WHAT NEEDS TO BE DONE: Convert the lines from the one containing "is the small" through the one containing "[165,200,300,267]", inclusive, into a numbered list with blank lines omitted. Include no other items.

┄┄┄┄┄┄┄┄┄┄

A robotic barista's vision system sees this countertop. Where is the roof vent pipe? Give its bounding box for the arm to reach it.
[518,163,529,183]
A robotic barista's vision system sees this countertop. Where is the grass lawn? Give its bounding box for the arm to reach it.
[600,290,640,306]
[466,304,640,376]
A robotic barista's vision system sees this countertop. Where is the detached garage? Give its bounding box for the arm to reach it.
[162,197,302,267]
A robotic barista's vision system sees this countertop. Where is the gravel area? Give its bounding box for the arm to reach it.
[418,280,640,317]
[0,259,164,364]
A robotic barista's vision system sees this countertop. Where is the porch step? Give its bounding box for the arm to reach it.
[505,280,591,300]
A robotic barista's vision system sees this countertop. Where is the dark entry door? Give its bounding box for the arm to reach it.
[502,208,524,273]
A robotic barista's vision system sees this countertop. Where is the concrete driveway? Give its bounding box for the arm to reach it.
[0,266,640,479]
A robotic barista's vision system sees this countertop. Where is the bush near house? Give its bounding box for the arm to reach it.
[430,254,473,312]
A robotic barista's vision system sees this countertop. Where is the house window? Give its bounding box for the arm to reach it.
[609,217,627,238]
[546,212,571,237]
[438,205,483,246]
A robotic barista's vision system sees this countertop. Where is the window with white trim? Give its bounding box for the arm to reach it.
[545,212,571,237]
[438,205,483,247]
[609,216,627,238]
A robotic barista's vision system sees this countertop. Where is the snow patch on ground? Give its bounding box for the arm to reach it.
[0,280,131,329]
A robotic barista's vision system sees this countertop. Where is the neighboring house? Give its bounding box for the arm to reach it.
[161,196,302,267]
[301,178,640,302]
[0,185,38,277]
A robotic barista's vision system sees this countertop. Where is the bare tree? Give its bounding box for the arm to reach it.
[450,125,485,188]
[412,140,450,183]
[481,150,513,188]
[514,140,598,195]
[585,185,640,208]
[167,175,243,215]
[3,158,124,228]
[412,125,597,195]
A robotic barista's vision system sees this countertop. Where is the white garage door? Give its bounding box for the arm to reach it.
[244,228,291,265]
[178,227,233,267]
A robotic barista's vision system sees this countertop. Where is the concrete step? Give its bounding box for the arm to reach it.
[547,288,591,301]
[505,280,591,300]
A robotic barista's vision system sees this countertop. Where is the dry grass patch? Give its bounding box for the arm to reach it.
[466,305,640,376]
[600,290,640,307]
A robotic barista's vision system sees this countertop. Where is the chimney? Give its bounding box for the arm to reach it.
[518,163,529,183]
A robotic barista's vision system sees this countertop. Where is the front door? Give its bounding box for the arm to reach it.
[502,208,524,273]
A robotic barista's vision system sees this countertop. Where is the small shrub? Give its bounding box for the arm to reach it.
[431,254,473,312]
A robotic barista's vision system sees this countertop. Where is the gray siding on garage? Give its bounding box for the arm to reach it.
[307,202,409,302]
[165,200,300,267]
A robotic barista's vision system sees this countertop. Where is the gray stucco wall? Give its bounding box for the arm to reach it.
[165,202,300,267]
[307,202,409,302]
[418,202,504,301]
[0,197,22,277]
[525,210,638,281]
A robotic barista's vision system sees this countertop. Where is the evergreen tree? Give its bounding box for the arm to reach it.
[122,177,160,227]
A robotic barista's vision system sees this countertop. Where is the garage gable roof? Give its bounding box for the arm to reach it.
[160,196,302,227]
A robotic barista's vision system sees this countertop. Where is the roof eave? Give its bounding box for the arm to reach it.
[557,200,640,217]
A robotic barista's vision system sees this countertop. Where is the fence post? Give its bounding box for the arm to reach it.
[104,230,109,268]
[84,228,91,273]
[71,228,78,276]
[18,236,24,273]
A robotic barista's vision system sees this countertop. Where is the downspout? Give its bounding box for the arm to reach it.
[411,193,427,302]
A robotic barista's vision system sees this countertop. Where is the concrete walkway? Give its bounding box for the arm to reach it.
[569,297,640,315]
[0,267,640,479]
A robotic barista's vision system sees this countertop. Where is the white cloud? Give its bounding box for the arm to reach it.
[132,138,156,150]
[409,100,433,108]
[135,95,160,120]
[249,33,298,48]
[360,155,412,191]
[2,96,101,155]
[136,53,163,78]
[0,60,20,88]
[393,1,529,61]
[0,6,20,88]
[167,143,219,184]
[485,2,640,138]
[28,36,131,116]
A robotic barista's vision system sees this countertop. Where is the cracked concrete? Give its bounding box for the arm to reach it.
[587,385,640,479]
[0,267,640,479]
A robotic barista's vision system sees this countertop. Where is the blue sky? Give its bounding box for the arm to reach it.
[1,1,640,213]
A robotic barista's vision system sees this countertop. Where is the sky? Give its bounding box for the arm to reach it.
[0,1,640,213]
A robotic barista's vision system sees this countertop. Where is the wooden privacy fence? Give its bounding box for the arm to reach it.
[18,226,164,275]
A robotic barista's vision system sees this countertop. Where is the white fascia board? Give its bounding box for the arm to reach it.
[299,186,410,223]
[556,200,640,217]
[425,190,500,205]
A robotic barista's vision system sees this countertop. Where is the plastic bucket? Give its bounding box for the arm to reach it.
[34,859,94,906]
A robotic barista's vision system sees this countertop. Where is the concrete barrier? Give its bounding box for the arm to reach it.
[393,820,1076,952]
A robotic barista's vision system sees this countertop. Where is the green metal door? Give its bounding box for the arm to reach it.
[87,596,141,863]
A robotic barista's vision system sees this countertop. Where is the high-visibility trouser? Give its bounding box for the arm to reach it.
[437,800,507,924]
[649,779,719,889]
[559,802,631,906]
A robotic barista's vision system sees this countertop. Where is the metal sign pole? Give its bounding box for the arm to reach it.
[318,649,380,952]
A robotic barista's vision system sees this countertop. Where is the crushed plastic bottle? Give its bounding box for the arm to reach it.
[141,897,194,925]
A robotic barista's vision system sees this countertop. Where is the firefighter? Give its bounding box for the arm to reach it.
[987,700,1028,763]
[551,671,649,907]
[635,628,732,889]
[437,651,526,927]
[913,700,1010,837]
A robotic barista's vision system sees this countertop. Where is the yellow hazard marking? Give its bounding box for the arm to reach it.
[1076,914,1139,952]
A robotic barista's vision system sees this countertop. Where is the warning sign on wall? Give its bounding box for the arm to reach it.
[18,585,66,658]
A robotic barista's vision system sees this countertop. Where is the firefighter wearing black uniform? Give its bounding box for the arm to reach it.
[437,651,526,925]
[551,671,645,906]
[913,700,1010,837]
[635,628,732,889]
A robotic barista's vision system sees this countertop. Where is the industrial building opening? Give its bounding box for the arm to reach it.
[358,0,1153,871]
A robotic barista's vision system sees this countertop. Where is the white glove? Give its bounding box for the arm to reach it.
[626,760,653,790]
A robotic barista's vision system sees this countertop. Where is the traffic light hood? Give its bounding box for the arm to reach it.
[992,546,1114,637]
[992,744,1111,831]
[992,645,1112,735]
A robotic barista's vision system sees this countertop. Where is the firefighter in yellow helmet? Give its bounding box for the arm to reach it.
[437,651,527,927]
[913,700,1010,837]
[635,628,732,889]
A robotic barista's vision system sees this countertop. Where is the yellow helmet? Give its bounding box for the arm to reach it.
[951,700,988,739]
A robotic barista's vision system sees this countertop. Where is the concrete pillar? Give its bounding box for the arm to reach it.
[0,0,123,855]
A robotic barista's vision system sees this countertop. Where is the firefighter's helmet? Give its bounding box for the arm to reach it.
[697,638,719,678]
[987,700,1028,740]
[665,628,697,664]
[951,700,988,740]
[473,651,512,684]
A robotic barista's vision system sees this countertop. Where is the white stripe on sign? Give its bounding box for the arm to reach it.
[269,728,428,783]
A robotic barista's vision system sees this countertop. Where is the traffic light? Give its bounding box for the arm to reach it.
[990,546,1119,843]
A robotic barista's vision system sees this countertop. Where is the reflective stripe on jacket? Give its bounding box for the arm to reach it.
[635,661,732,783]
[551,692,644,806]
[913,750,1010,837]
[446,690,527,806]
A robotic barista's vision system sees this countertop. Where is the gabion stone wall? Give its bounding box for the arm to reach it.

┄┄┄┄┄┄┄┄┄┄

REPLY:
1. A robotic barista's vision system sees this countertop. Where is the small shrub? Give its bounding box for the arm to reach it.
2. [431,254,473,312]
3. A robotic barista's vision system sees this countertop. Where is the gray siding on garage? Give its bounding box for the arm to reach it.
4. [307,202,409,302]
5. [165,200,300,267]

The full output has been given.